▶ TASK INSTRUCTIONS
In the article on the federal estate tax, what exemption amount is the tax scheduled to return to in 2011?

▶ DOCUMENT EXCERPT
Effective as of January 1, 2009, the federal estate tax has a new exemption amount.
Currently, estates are exempt if they are below $3.5 million Dollars. That’s the good news. The bad news is that many people may still be subject to the tax even though they think that they and their families are free of that very large burden.
First, the estate subject to that tax exemption includes assets such as the death benefit of most life insurance policies, retirement accounts, joint accounts, and many trusts and other assets as well as assets that pass outside of an estate by beneficiary designation. In other words, non probate or life insurance does not mean tax exempt. Also, if a married couple has assets and life insurance that exceed that number they may still need significant planning to eliminate the tax. The current top rate of the tax is 42% which is scheduled to return to 55%.
Also, the tax is currently scheduled to return to a $1 million dollar exemption in 2011. So individuals or spouses with assets that exceed $1 million dollars should still consider estate tax planning.
Congress is currently considering a change to the tax and may or may not make the $3.5 million dollar exemption “permanent.” See my earlier article on Obama and the estate tax. And, that would be great for clients. In that way, you only need federal estate tax planning when your assets exceed that amount.
However, if the tax no longer applies to you, then you can and should focus your planning and spend planning dollars on protecting your spouse in the event or remarriage and divorce, protecting your children and grandchildren from divorce and lawsuits, and in minimizing state death taxes. Our enhanced Estate Planning(TM) and Family and Friends Plans(TM) focus on these issues and how to avoid family disputes, how to pass on the personal assets and how to make sure that your family history, values and wisdom are also preserved.

▶ DATA PROVIDED
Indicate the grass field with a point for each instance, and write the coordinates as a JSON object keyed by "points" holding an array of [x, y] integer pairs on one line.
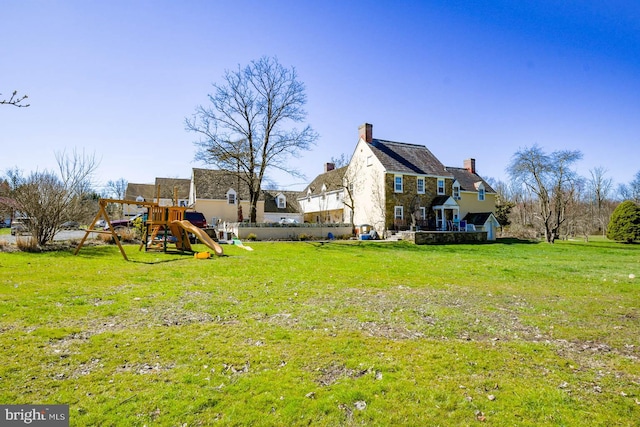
{"points": [[346, 333]]}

▶ EXERCISE RESULT
$1 million